Mit viel Tamtam hat Jewgeni Prigoschin prophezeit, die ukrainische Offensive würde in der Nacht vom 9. auf den 10. Mai beginnen. Doch die Realität straft den Wagner-Boss Lügen – oder doch nicht?

Denn in Bachmut passiert gerade das, wovor der 61-Jährige schon lange warnt. «Es gibt das ernste Risiko, dass die Gruppe Wagner wegen Fehlern an den Flanken eingekesselt wird», wütet er. «Die Flanken brechen bereits ein.» Und diese Flanken würden von regulären Truppen gedeckt – oder eben nicht gedeckt.

Seinen Söldnern werde weiterhin Material vorenthalten, klagt Prigoschin: «Ohne Munition arbeitet der Fleischwolf in die andere Richtung: Die ukrainischen Streitkräfte werden die Gruppe Wagner zerstören», fürchtet er. Die Unterversorgung liege an «internen Wettbewerb», verrät er vielsagend. Und er geht im jüngsten Video noch weiter: «Was, wenn sich herausstellt, dass der Grossvater ein A******** ist?»

Schiesst der Wgner-Wotan plötzlich gegen seinen Odin? Gut möglich, dass Wladimir Putin jetzt die Reissleine zieht: Laut «Meduza» fasst der Kreml diese Aussagen als «ernsthafte Bedrohung» auf und erwägt angeblich, staatliche Sicherheitskräfte auf den Wagner-Boss anzusetzen.

### [Gestellte Aufgabe 1]
Für welche Nacht hat Prigoschin laut dem Text über Prigoschin den Beginn der ukrainischen Offensive vorhergesagt?
### [Gestellte Aufgabe 2]
Fassen Sie im Text über Prigoschin den Absatz, der mit «Seinen Söldnern werde weiterhin Material vorenthalten» beginnt, als kurze Stichpunktliste zusammen.
### [Gestellte Aufgabe 3]
Greifen Sie den Text über Prigoschin nach seinem letzten Satz auf und schreiben Sie ihn weiter.
Die Datensätze werden hierfür nicht gebraucht.

### [Übungsdaten]
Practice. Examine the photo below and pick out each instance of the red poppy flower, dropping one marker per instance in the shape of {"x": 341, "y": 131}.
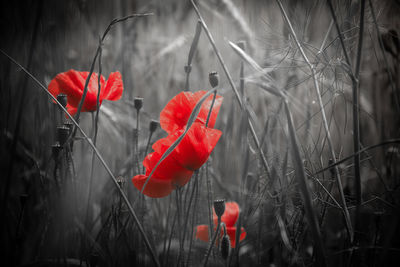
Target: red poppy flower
{"x": 190, "y": 154}
{"x": 195, "y": 147}
{"x": 176, "y": 113}
{"x": 72, "y": 83}
{"x": 229, "y": 217}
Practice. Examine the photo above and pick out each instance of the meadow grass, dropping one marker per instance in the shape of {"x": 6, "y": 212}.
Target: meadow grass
{"x": 309, "y": 119}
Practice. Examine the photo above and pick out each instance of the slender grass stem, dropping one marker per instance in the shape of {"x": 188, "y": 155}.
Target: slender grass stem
{"x": 325, "y": 122}
{"x": 356, "y": 121}
{"x": 96, "y": 128}
{"x": 233, "y": 86}
{"x": 301, "y": 177}
{"x": 389, "y": 73}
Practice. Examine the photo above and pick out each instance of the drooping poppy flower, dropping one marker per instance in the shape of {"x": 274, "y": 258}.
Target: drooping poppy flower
{"x": 190, "y": 154}
{"x": 229, "y": 217}
{"x": 72, "y": 83}
{"x": 168, "y": 175}
{"x": 176, "y": 113}
{"x": 195, "y": 147}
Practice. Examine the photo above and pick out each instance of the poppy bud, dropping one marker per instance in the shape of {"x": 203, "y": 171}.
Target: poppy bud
{"x": 68, "y": 124}
{"x": 94, "y": 259}
{"x": 138, "y": 103}
{"x": 219, "y": 207}
{"x": 22, "y": 199}
{"x": 62, "y": 98}
{"x": 153, "y": 125}
{"x": 121, "y": 181}
{"x": 62, "y": 134}
{"x": 213, "y": 77}
{"x": 56, "y": 148}
{"x": 188, "y": 69}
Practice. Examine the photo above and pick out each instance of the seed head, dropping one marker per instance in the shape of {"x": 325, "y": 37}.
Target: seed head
{"x": 62, "y": 98}
{"x": 138, "y": 103}
{"x": 153, "y": 125}
{"x": 62, "y": 134}
{"x": 219, "y": 207}
{"x": 213, "y": 77}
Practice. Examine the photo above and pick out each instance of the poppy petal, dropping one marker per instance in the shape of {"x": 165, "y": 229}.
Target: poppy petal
{"x": 114, "y": 87}
{"x": 202, "y": 232}
{"x": 169, "y": 169}
{"x": 194, "y": 149}
{"x": 231, "y": 232}
{"x": 155, "y": 187}
{"x": 72, "y": 83}
{"x": 176, "y": 113}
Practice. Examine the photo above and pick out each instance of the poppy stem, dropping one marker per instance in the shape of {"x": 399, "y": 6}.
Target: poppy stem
{"x": 212, "y": 242}
{"x": 95, "y": 127}
{"x": 212, "y": 105}
{"x": 194, "y": 217}
{"x": 188, "y": 209}
{"x": 136, "y": 136}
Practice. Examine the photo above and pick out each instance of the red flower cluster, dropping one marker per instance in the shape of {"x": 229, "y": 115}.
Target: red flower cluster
{"x": 229, "y": 217}
{"x": 72, "y": 83}
{"x": 191, "y": 153}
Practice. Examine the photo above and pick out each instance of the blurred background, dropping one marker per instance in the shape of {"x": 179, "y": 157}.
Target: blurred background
{"x": 49, "y": 37}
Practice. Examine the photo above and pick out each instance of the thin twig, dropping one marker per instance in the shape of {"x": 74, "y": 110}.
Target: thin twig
{"x": 325, "y": 122}
{"x": 233, "y": 86}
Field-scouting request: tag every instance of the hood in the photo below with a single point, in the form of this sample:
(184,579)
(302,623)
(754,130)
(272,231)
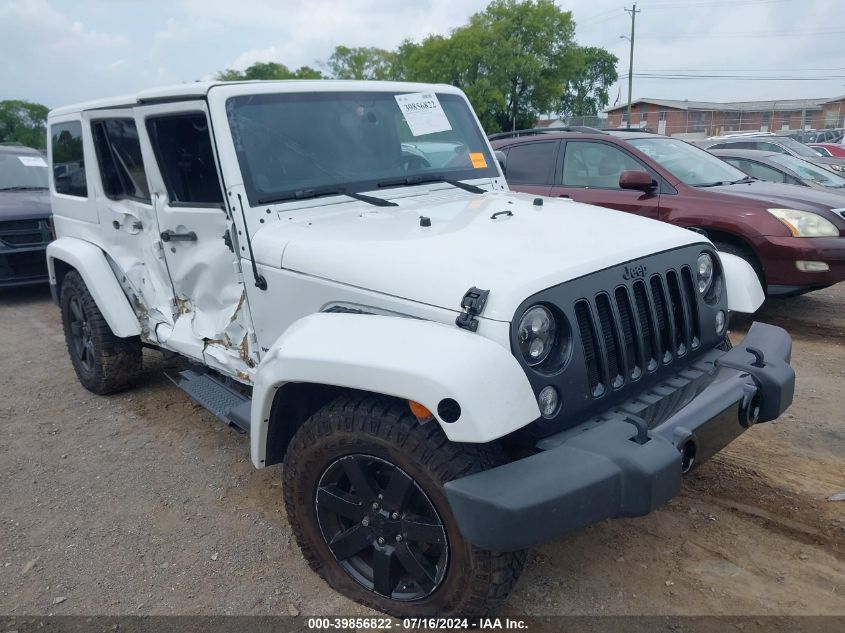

### [Ergebnis 1]
Für die Nacht vom 9. auf den 10. Mai.

### [Ergebnis 2]
- Prigoschin klagt, seinen Söldnern werde weiterhin Material vorenthalten.
- Er fürchtet, dass die ukrainischen Streitkräfte die Gruppe Wagner ohne Munition zerstören.
- Die Unterversorgung führt er auf «internen Wettbewerb» zurück.
- Im jüngsten Video fragt er, was wäre, wenn sich herausstellte, dass der «Grossvater» ein A******** sei.

### [Ergebnis 3]
Dabei ist die Aufregung sogar nachvollziehbar: Ukrainische Truppen sind im Süden von Bachmut vorgerückt – und schicken sich offenbar tatsächlich an, die Wagner-Söldner in Bachmut zu umschliessen. Das obige Video zeigt, wie russische Soldaten der 72. Brigade fliehen, als sie von Soldaten der 3. Sturm-Brigade angegriffen werden.

Und wie die obige Bildergalerie zeigt, rücken ukrainische Kräfte im Süden von Bachmut weiter vor. Ihr Ziel ist Klischtschijwka und der östlich gelegene Kanal, die einen neuen Brückenkopf bilden können, von dem aus nach Nordosten in den Rücken der Bachmut-Belagerer vorgedrungen werden kann.

Hat die Offensive nun begonnen, oder nicht?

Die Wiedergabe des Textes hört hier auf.